**Description of the task**
For each line in the data below that holds "picture", return a copy.
╭─ Data supplied
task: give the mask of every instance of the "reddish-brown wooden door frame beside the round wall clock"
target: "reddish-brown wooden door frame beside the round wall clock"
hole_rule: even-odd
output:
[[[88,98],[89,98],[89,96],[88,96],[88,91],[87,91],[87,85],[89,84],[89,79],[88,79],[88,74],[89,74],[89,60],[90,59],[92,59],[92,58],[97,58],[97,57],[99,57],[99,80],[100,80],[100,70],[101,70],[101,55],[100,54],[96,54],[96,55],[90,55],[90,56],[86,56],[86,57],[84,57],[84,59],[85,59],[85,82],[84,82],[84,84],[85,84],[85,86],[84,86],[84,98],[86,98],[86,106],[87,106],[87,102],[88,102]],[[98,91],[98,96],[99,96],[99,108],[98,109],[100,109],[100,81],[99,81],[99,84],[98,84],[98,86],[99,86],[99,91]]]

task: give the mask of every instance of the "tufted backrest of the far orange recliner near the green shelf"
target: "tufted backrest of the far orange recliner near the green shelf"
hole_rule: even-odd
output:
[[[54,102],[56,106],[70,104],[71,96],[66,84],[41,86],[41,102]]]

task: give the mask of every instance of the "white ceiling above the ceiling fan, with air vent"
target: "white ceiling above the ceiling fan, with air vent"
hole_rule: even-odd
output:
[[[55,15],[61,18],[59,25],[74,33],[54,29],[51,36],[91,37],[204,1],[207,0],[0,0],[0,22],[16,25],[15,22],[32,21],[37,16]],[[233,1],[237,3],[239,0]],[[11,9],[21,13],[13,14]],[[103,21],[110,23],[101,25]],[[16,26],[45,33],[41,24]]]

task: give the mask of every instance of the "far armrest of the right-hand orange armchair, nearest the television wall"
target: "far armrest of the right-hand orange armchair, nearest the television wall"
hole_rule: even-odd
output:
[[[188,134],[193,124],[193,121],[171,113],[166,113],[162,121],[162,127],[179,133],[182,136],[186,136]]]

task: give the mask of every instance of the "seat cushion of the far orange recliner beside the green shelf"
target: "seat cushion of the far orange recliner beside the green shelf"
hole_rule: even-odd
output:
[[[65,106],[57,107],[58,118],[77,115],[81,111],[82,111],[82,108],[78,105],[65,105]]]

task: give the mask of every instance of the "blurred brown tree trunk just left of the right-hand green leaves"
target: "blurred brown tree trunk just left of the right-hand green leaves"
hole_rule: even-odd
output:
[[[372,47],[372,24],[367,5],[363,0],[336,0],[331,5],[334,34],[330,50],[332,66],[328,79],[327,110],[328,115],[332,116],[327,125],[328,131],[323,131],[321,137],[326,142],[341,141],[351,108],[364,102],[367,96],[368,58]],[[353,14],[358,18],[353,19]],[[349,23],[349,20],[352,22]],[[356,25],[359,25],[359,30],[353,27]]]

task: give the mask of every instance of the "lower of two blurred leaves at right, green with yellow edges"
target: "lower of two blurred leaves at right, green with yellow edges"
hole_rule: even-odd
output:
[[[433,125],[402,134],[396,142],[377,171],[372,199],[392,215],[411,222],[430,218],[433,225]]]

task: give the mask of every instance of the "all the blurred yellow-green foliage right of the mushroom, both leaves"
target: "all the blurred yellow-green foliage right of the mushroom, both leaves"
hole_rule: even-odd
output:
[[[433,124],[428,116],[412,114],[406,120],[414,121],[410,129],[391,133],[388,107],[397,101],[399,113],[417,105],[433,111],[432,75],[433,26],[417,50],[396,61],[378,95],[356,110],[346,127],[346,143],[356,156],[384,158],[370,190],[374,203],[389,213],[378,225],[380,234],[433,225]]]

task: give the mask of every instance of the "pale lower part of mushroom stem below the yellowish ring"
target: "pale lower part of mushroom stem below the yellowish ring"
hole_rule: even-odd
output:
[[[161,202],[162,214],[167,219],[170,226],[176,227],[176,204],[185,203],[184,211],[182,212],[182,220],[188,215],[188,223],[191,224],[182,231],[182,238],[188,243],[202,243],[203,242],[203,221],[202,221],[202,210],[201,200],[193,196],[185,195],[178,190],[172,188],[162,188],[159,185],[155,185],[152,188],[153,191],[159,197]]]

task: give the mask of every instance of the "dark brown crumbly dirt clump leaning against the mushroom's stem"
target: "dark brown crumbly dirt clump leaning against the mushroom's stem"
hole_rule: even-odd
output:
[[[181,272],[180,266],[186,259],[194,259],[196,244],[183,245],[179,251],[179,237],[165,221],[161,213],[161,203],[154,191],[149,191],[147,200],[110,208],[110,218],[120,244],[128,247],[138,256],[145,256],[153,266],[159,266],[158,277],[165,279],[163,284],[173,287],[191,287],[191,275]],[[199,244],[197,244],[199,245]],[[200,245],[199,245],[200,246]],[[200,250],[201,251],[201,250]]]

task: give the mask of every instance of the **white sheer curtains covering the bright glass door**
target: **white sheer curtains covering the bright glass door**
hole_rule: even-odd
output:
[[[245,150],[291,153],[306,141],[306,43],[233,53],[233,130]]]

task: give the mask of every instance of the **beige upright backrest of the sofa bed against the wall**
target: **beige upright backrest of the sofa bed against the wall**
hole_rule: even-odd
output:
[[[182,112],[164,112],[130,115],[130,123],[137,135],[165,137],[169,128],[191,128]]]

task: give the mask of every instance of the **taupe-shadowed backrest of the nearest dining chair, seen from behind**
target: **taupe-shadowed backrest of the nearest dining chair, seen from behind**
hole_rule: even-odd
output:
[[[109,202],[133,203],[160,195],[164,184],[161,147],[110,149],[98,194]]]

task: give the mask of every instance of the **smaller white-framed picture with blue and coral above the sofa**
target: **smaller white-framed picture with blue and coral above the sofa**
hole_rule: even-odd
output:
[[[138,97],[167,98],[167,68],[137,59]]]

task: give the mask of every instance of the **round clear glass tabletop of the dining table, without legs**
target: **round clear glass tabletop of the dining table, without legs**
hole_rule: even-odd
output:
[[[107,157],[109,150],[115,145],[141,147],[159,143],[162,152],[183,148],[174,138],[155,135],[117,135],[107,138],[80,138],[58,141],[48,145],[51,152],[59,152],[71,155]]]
╰─
**Completed task**
task: give the mask of every instance of the **smaller white-framed picture with blue and coral above the sofa**
target: **smaller white-framed picture with blue and coral above the sofa**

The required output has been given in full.